[Source records]
· · · ·
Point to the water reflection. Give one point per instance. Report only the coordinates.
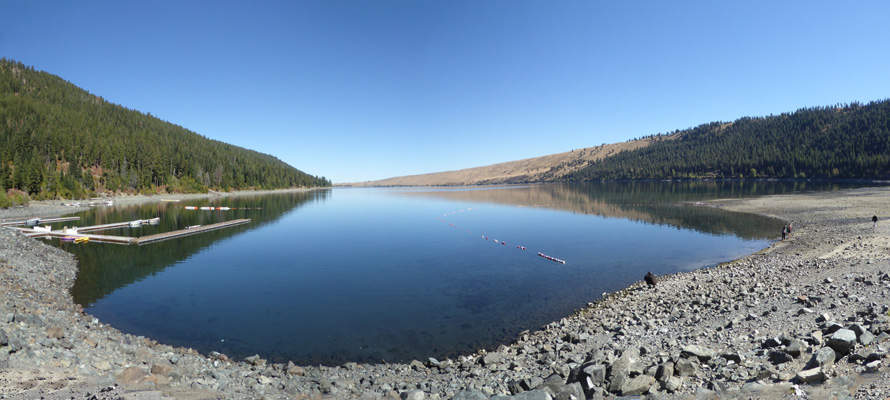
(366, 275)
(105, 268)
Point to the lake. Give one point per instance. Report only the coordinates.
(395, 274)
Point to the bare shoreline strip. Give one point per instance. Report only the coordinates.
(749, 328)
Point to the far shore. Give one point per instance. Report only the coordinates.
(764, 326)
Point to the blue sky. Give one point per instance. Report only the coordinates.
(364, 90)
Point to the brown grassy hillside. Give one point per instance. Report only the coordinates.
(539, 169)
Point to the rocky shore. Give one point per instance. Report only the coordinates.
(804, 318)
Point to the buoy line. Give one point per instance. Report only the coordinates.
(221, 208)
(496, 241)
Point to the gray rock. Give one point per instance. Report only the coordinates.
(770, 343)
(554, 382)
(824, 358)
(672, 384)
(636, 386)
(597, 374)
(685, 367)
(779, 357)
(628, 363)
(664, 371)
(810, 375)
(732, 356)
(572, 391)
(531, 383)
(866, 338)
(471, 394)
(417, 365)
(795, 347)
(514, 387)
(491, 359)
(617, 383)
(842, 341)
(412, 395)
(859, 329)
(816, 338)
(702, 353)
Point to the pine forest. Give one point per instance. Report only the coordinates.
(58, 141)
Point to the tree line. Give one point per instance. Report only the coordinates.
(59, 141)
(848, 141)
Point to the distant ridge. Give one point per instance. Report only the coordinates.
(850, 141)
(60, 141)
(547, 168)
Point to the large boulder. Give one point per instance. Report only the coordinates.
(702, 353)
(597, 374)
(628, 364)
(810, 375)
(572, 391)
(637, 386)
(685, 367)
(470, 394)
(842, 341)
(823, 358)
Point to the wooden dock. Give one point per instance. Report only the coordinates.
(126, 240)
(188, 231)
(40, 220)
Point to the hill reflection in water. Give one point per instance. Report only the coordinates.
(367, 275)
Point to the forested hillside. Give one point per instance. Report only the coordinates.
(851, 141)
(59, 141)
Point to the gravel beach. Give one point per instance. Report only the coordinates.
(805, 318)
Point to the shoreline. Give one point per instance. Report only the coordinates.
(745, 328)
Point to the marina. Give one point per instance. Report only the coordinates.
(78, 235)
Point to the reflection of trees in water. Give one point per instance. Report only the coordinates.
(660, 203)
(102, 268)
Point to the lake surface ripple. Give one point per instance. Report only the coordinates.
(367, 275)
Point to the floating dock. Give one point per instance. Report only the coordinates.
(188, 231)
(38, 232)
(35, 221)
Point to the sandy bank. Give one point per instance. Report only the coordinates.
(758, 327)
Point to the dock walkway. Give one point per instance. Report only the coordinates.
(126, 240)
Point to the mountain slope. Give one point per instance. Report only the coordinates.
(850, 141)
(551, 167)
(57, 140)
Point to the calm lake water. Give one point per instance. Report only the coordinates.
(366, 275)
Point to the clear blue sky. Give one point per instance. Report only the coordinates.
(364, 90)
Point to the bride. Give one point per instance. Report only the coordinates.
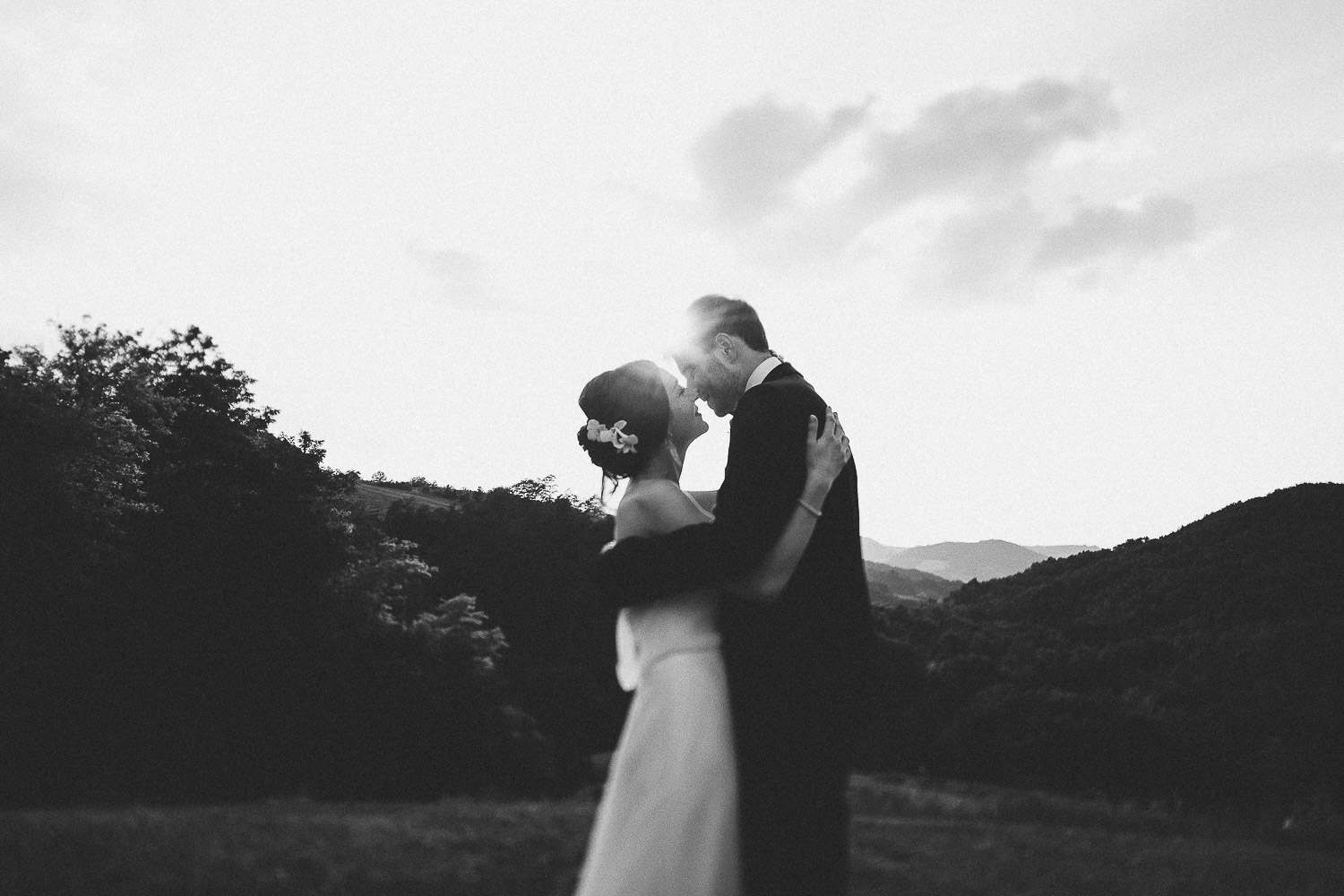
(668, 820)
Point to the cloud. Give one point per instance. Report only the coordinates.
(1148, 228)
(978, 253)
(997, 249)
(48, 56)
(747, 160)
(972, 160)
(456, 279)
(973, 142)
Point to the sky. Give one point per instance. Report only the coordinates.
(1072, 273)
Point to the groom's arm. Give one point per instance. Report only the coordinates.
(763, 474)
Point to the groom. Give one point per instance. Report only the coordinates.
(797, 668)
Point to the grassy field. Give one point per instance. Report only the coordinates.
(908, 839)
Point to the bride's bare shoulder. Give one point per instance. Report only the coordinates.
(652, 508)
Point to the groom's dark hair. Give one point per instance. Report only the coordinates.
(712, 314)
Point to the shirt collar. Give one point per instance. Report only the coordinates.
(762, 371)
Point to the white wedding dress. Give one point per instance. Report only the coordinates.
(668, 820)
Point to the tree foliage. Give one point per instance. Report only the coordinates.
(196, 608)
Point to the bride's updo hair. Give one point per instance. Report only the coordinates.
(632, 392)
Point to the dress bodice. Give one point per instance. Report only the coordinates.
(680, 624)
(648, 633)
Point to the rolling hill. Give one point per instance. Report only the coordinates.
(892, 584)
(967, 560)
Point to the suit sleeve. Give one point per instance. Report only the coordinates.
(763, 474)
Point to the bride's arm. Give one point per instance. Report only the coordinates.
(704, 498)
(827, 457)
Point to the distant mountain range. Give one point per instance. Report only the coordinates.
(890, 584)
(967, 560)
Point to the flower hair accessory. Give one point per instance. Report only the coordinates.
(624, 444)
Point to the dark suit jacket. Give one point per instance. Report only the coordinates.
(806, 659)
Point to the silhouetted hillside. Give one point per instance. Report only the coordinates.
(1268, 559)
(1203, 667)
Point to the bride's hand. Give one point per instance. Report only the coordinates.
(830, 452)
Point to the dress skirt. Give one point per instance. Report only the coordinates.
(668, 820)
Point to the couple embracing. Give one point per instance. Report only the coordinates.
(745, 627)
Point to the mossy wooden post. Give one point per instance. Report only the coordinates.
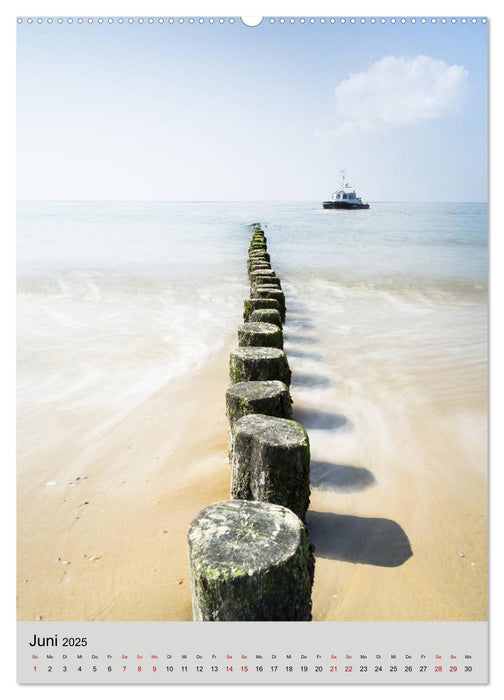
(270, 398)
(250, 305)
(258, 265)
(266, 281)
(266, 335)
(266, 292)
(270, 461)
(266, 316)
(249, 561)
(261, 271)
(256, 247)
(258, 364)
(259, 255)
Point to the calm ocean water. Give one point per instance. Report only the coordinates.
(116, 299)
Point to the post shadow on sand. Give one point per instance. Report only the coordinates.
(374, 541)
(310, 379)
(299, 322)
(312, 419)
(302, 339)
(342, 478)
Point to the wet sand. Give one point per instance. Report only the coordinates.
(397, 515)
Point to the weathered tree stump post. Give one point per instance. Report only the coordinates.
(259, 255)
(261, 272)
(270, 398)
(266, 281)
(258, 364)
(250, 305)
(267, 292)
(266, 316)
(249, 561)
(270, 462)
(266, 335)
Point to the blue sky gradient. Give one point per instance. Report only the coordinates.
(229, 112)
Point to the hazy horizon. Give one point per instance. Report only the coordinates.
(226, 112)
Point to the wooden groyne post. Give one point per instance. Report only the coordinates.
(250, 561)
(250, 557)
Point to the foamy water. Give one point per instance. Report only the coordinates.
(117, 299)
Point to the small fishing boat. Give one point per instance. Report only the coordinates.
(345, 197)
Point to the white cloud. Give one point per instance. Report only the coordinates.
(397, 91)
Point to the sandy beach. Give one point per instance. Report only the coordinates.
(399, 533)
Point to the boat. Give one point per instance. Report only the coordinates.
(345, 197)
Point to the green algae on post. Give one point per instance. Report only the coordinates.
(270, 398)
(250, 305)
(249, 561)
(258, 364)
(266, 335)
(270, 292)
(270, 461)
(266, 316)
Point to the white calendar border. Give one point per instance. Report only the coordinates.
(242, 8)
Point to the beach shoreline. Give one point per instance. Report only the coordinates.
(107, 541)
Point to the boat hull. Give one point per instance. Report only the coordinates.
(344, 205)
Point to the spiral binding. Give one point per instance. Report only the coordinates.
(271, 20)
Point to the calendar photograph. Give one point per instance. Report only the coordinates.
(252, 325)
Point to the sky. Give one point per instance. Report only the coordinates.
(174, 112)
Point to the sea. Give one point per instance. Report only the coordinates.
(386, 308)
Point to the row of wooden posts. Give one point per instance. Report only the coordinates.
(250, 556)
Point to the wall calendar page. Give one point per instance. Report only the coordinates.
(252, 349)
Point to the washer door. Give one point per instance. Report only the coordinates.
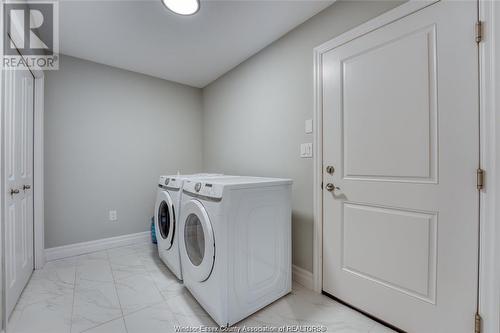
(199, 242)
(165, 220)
· · · ·
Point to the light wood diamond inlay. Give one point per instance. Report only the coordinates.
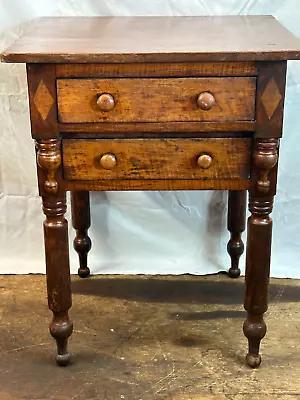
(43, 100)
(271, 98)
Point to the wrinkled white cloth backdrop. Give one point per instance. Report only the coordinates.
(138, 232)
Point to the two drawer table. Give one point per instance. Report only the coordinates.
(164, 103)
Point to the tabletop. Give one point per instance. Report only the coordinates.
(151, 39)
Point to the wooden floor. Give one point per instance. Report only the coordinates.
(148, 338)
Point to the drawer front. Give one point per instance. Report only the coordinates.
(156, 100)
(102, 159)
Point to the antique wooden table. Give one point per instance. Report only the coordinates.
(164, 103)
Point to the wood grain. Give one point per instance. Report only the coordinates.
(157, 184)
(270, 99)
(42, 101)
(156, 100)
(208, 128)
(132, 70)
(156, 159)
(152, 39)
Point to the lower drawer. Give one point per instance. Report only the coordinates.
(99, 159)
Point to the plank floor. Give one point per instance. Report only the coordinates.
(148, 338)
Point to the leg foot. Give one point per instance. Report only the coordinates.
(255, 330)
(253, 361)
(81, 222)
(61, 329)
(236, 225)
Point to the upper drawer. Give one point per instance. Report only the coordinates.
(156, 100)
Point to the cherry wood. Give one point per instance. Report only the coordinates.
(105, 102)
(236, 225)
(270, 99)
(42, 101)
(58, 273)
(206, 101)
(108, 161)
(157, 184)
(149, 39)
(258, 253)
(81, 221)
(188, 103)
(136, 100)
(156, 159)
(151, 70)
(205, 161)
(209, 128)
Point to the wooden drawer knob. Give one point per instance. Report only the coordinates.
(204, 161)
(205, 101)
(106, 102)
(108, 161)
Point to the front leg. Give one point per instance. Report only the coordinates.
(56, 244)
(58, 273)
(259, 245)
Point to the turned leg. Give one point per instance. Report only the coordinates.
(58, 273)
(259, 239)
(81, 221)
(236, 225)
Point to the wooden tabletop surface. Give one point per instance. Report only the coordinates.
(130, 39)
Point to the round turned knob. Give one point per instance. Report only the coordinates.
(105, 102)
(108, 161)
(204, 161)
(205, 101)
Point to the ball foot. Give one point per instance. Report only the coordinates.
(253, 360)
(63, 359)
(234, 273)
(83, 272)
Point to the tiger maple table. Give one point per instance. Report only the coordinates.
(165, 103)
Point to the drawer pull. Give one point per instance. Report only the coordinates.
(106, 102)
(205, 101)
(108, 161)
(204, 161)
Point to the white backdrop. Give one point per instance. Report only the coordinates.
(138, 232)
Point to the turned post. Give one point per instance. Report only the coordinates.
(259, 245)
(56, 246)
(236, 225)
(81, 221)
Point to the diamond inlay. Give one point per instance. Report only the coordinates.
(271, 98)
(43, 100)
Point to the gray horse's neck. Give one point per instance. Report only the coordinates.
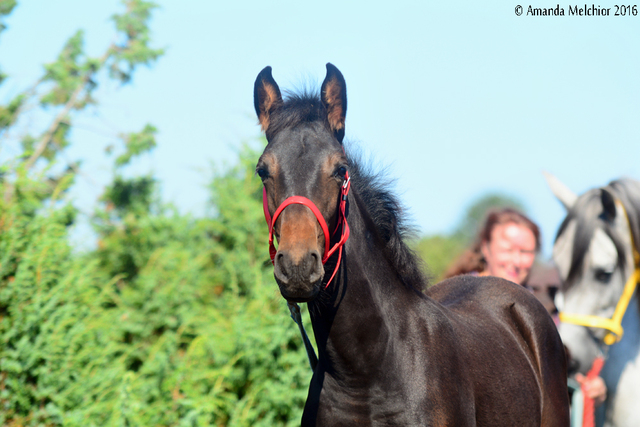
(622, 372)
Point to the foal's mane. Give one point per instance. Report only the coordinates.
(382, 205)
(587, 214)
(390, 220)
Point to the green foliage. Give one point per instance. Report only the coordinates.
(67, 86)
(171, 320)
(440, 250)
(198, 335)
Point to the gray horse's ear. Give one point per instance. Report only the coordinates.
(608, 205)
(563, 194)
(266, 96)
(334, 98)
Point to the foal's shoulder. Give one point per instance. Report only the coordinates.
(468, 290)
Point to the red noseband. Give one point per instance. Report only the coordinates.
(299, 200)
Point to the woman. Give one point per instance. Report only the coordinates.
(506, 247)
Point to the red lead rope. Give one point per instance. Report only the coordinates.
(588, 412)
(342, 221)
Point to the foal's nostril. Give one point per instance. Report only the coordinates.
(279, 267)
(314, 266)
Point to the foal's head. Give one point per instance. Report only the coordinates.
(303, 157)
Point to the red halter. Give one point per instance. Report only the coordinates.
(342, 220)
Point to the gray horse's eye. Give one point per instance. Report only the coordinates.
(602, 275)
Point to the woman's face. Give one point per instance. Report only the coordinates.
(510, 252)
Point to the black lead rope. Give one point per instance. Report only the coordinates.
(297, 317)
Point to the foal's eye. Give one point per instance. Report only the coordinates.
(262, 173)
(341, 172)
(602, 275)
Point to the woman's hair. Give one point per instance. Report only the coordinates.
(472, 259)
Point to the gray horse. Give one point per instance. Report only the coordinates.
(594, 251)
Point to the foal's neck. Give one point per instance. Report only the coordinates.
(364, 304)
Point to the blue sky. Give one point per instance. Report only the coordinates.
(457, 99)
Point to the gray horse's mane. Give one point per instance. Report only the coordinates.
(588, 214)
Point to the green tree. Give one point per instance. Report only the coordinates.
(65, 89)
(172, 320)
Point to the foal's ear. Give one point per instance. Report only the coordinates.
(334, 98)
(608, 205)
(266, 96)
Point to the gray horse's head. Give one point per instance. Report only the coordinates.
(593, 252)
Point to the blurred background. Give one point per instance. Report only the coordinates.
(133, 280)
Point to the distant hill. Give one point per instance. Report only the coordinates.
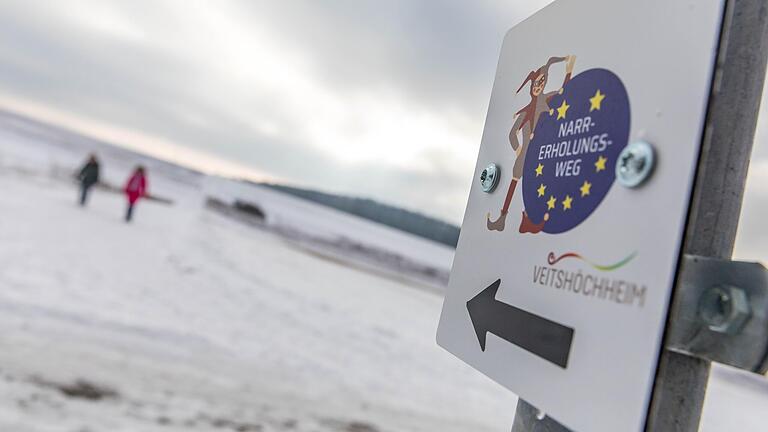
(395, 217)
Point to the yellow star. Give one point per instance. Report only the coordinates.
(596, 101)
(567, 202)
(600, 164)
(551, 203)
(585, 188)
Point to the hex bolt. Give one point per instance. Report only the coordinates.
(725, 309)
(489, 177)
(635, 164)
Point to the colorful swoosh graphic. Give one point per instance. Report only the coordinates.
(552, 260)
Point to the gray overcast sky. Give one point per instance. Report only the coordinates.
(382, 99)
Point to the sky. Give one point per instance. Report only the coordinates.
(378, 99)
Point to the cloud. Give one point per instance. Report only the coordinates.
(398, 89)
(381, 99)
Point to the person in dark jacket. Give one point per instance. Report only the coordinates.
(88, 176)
· · · ·
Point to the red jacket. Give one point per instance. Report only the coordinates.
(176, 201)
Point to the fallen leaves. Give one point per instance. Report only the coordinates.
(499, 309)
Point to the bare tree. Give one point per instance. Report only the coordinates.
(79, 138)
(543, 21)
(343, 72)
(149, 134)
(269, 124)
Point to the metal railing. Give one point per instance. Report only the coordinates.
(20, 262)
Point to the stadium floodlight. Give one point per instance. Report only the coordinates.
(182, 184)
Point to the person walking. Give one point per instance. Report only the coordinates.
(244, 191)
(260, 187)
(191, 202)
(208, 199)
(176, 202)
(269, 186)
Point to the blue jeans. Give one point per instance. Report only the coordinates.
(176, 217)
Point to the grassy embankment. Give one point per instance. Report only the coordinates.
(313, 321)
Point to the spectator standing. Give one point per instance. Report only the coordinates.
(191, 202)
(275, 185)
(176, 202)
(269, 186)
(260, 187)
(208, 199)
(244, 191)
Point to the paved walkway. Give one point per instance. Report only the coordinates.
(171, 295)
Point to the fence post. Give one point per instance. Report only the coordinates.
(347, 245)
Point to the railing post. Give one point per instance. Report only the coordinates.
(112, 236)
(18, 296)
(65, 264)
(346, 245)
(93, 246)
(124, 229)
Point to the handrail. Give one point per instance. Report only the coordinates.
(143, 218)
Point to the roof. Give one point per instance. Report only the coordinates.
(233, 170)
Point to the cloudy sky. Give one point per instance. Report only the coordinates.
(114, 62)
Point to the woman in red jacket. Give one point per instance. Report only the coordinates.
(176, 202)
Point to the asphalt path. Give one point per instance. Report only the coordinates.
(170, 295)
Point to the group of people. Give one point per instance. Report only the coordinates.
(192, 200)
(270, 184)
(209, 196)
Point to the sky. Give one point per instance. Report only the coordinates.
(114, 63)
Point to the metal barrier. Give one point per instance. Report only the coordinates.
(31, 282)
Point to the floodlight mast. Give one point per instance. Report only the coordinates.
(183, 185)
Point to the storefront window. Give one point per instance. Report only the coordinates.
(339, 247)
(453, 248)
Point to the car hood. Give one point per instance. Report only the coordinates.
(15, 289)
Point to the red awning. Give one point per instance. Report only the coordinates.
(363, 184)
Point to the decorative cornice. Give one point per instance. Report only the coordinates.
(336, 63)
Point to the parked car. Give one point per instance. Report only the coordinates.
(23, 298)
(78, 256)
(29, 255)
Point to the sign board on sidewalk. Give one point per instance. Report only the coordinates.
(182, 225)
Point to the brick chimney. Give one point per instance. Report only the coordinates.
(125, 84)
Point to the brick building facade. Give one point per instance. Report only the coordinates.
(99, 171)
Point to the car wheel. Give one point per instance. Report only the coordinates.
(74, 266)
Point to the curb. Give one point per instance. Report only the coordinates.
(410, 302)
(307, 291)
· · · ·
*DIRECTIONS*
Reproduce the records starting with the line containing "Point to the sandy bank." and going on through the line containing "(1072, 273)", swapping "Give one point per instance" for "Mark one point for each instance" and leaving everything else unchanged. Omit the pictures from your answer.

*EXERCISE RESPONSE*
Point to the sandy bank. Mark one point for each instance. Report only the coordinates.
(758, 327)
Point to the dock walkway. Mark one point for each instance. Report only the coordinates.
(126, 240)
Point to the mountain slope. Mark one point for each instance. Report only the coordinates.
(850, 141)
(551, 167)
(57, 140)
Point to the calm lake water. Mark one point for each instance. Report only the coordinates.
(366, 275)
Point to the clear blue sky. Mark one point for each instance. Report only the coordinates.
(364, 90)
Point to the bride. Mark one point for each instance. Report only the coordinates.
(668, 820)
Point to the cloud. Mark one point for each instance. Report only the coordinates.
(1148, 228)
(978, 253)
(997, 249)
(48, 56)
(747, 160)
(972, 160)
(456, 279)
(973, 142)
Point to the sky. Mark one point for each instance. Report only the coordinates.
(1072, 273)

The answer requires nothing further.